### Tarefa a realizar
No texto sobre a regulamentação energética dos edifícios, em que anos foi esboçado o planeamento estratégico?

=== Texto fornecido ===

No final do século passado, a conjuntura da utilização energética nos edifícios apontava para a necessidade de uma regulamentação energética que orientasse a utilização das instalações de ventilação e climatização no sentido de se obter uma utilização eficaz da energia, a qual só seria possível através de uma melhoria de qualidade das instalações, desde a concepção à utilização. Era uma tarefa hercúlea que requeria um planeamento estratégico, o qual foi esboçado em 2002/2003 e passado à prática a partir de meados de 2006.

Estávamos conscientes de que, além das regras técnicas, era necessário que se conseguisse uma mudança não só a nível dos projectistas instaladores, fabricantes, mas também no comportamento dos ocupantes, quer na utilização dos espaços, quer na tomada de decisões em matéria de medidas de eficiência energética. O importante não era a eficiência energética em absoluto, mas, sim, a eficiência que levasse à diminuição de utilização de energia, pois a pior situação em que poderíamos cair era a de, ao incentivar a eficiência energética, acabarmos por premiar uma maior utilização de energia.

Foi feito um enorme esforço na formação dos peritos qualificados, técnicos responsáveis pelo funcionamento e técnicos de instalação e manutenção, os novos actores da então nova regulamentação térmica. O objectivo parecia estar à vista, mas inesperadamente começaram a levantar-se obstáculos. Primeiro, o adiamento ad aeternum da obrigatoriedade de certificação energética dos edifícios existentes; depois, os processos persecutórios aos peritos qualificados, o que garantiu que uma grande parte dos mais habilitados abandonasse a certificação, comprometendo a massa crítica necessária para a mudança se efectivar.

=== Dados apresentados ===

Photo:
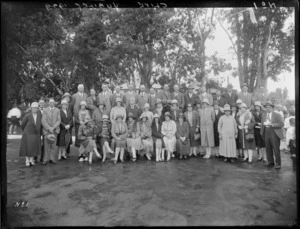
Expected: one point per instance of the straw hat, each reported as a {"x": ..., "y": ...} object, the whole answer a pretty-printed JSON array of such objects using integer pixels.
[
  {"x": 269, "y": 103},
  {"x": 83, "y": 103},
  {"x": 226, "y": 107},
  {"x": 64, "y": 102},
  {"x": 174, "y": 101},
  {"x": 167, "y": 114},
  {"x": 51, "y": 138},
  {"x": 243, "y": 105},
  {"x": 35, "y": 104},
  {"x": 257, "y": 103},
  {"x": 205, "y": 101}
]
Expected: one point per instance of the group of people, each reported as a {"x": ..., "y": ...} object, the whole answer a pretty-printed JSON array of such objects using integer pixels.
[{"x": 158, "y": 124}]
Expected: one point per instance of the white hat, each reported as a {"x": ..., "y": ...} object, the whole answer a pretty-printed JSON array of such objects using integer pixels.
[
  {"x": 147, "y": 105},
  {"x": 35, "y": 104},
  {"x": 239, "y": 101},
  {"x": 243, "y": 105},
  {"x": 83, "y": 103},
  {"x": 174, "y": 101},
  {"x": 64, "y": 102}
]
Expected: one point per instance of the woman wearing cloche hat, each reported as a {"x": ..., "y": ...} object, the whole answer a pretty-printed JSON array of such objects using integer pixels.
[
  {"x": 31, "y": 137},
  {"x": 260, "y": 143},
  {"x": 65, "y": 127},
  {"x": 168, "y": 129},
  {"x": 227, "y": 129}
]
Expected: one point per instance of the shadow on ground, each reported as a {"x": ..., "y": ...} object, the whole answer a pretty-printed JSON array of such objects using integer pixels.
[{"x": 195, "y": 192}]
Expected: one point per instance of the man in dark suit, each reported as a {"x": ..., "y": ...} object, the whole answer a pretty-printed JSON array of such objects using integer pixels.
[
  {"x": 177, "y": 95},
  {"x": 221, "y": 100},
  {"x": 230, "y": 96},
  {"x": 190, "y": 97},
  {"x": 115, "y": 95},
  {"x": 272, "y": 133}
]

===

### Resposta à tarefa
Foi esboçado em 2002/2003.